[[ The input, beginning ]]
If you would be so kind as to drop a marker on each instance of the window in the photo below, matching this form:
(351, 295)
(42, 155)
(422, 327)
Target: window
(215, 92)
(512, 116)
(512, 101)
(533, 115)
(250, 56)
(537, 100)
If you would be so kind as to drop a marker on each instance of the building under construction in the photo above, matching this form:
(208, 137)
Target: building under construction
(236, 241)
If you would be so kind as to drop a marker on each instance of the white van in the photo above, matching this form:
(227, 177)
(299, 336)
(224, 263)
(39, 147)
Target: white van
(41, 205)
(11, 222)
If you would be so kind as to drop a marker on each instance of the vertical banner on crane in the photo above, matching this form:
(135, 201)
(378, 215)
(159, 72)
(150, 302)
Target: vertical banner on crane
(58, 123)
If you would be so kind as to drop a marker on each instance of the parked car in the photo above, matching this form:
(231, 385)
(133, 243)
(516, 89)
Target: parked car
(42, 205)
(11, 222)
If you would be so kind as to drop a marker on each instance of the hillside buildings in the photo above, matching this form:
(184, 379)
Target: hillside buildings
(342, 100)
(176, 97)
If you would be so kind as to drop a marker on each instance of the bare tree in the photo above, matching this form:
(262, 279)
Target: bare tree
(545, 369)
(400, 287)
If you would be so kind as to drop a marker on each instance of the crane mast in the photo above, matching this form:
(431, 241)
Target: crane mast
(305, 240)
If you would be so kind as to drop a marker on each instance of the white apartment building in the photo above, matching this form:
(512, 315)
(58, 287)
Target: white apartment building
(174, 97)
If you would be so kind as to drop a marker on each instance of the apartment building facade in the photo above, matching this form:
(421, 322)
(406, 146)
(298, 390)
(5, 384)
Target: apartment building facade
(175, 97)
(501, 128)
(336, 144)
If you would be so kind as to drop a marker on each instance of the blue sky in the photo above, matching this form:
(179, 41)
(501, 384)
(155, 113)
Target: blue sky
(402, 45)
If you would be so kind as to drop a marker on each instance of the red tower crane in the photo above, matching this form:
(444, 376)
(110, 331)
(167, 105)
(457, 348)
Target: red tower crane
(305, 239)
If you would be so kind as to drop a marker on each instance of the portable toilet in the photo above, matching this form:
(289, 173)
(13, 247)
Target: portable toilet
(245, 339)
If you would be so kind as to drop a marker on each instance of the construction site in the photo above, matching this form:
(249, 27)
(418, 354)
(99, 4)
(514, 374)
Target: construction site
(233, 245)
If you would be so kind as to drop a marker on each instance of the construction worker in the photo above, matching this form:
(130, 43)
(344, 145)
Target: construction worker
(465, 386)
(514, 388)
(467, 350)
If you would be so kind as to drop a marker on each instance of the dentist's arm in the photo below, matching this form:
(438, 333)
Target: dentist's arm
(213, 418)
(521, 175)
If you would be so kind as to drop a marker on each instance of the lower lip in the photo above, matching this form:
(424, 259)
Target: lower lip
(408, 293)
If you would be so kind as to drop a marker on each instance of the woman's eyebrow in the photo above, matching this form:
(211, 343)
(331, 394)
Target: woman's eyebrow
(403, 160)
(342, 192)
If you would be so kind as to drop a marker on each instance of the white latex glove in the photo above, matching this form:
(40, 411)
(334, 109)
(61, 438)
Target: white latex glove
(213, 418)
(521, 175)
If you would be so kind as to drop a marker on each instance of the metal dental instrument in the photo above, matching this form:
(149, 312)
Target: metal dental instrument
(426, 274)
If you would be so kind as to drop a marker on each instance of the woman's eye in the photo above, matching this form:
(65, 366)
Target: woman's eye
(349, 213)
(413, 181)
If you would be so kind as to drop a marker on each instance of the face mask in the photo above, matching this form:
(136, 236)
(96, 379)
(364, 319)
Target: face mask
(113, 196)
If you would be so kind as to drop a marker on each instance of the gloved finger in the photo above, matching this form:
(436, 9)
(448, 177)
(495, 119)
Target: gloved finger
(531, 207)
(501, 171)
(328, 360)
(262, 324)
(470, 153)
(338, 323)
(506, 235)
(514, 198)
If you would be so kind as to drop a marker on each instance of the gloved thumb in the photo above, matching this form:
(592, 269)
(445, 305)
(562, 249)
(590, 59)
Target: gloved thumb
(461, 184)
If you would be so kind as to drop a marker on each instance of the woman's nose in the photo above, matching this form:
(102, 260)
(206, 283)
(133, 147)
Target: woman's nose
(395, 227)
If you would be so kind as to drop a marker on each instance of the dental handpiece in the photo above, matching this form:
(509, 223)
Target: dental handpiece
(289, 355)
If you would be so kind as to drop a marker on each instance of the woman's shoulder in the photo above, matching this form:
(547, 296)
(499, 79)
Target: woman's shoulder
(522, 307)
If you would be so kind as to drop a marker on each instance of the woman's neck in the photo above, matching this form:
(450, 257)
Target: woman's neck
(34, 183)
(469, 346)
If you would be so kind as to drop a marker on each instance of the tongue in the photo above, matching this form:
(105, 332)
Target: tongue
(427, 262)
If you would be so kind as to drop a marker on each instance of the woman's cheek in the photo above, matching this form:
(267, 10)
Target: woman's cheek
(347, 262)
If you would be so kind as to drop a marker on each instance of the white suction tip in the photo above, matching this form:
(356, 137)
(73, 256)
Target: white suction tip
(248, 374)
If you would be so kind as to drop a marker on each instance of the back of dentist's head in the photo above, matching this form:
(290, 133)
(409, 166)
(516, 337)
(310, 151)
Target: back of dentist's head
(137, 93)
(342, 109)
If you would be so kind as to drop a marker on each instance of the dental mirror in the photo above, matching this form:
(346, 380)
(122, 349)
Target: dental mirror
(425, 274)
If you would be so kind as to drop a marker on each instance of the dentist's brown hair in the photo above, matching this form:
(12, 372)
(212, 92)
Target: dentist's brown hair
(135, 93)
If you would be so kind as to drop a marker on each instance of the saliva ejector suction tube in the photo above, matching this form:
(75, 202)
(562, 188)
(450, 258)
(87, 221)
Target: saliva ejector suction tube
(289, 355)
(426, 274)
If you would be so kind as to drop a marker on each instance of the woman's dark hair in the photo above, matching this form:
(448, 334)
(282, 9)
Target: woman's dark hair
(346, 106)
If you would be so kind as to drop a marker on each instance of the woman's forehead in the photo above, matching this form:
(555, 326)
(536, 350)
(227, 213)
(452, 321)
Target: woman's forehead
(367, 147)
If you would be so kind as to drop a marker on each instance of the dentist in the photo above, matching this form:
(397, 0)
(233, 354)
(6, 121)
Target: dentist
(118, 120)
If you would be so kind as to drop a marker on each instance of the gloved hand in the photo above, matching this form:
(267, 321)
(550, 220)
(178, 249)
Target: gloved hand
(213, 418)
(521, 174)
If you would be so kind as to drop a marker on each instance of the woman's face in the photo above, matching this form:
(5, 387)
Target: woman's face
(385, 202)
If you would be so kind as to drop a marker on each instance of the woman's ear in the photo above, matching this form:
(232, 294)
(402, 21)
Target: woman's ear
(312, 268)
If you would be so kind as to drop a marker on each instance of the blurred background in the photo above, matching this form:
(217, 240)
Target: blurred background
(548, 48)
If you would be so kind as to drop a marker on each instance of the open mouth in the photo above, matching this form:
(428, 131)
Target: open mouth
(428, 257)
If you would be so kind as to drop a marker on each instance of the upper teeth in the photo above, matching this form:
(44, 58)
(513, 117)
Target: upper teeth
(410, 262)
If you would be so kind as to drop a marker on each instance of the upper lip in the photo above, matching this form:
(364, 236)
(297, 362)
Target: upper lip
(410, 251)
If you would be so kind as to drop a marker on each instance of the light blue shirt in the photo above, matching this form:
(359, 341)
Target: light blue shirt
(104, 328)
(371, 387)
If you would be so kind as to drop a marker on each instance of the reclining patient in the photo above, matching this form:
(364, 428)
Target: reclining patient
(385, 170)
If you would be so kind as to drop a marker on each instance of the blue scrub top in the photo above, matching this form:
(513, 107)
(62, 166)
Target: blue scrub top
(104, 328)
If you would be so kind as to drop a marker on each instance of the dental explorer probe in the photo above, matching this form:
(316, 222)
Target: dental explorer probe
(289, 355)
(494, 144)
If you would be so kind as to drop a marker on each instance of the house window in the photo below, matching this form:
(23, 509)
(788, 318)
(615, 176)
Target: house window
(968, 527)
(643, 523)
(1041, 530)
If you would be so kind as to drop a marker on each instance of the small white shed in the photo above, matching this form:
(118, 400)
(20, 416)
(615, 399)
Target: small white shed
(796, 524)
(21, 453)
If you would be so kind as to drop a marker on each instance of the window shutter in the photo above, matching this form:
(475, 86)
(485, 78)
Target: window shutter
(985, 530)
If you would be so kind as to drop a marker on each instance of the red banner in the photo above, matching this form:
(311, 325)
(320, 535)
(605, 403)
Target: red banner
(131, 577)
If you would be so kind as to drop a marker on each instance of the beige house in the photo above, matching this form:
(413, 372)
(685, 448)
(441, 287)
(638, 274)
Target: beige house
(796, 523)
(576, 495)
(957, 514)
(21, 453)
[[ The input, end ]]
● What is being asked
Work out how many lines of the data above hold the word "below", and write only the count.

● Result of this task
3